begin Records provided

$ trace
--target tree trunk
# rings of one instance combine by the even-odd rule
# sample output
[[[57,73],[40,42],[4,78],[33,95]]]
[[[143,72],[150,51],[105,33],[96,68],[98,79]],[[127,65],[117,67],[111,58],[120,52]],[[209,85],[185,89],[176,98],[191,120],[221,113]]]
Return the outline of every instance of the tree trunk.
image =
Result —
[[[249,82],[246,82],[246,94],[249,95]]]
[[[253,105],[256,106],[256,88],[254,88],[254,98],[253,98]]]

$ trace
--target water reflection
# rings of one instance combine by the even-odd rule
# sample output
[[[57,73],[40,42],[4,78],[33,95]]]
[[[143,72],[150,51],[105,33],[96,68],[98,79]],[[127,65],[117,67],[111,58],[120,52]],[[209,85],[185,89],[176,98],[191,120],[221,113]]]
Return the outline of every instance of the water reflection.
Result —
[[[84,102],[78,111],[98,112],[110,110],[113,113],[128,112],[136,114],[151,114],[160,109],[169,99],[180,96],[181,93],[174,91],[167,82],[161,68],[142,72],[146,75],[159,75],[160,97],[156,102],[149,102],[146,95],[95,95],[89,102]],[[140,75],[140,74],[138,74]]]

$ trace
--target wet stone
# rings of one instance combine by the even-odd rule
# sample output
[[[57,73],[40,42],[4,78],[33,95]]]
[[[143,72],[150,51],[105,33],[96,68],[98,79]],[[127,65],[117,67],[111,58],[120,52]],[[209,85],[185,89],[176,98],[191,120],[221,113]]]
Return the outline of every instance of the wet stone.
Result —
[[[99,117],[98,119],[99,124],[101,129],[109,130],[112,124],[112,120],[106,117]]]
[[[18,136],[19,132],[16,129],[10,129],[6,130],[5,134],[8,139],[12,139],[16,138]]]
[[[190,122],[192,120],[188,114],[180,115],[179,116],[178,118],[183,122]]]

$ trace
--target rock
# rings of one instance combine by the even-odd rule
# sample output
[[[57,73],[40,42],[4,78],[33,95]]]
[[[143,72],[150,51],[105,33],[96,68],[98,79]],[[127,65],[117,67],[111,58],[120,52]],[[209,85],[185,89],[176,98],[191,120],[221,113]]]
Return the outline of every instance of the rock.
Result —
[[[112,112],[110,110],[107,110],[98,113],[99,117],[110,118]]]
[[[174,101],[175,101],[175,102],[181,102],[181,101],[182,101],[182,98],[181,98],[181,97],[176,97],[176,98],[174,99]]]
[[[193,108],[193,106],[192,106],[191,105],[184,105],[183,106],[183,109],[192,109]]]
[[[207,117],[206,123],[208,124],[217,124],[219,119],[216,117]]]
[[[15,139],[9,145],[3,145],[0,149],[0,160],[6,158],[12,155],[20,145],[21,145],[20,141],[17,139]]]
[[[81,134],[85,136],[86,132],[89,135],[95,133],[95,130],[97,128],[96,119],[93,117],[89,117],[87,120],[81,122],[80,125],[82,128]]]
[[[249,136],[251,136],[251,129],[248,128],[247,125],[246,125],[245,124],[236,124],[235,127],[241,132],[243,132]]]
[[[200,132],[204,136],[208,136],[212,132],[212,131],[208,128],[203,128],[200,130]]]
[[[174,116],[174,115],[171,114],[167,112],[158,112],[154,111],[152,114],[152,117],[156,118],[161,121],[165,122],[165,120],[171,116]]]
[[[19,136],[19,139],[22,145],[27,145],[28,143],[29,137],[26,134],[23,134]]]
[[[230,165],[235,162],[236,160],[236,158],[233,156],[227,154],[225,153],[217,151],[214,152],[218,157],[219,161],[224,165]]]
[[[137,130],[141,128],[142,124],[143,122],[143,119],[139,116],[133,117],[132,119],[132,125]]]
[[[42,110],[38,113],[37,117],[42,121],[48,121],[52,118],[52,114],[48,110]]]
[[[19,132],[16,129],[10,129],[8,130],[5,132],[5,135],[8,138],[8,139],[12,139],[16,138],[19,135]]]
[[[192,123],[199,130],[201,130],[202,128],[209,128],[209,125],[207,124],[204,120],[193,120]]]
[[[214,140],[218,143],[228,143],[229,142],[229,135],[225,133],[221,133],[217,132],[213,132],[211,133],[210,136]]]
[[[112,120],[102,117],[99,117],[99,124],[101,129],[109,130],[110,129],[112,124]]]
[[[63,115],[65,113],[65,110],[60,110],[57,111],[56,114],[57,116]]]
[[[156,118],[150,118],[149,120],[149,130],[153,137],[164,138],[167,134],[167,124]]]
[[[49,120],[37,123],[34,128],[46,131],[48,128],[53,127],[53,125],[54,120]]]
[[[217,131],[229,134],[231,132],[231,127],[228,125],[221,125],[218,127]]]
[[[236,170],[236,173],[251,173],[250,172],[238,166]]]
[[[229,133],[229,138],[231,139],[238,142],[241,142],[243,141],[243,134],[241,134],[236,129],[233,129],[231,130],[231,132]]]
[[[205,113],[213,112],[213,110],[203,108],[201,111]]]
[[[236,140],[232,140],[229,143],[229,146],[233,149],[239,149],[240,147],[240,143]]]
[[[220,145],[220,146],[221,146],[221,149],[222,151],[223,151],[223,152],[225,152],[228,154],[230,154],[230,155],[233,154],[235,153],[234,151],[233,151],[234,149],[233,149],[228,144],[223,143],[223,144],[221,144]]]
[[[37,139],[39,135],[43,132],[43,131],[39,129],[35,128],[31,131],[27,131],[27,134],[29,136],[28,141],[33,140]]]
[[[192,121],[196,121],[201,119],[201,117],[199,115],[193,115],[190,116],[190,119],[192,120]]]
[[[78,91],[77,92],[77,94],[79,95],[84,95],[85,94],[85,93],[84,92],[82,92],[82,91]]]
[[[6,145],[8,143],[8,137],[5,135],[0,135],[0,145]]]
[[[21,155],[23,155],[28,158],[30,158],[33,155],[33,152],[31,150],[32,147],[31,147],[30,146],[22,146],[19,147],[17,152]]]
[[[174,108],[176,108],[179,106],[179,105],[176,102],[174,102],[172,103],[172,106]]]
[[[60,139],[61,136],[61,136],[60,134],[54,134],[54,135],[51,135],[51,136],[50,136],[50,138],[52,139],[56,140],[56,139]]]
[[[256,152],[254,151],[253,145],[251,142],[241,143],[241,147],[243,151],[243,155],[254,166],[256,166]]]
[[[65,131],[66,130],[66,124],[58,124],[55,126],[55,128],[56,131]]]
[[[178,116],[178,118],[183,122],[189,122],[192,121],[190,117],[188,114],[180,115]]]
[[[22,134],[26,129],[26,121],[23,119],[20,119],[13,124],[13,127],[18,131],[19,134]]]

end Records provided

State the number of lines in the data above that contain the word "trunk", giving only the number.

■ **Problem solution**
2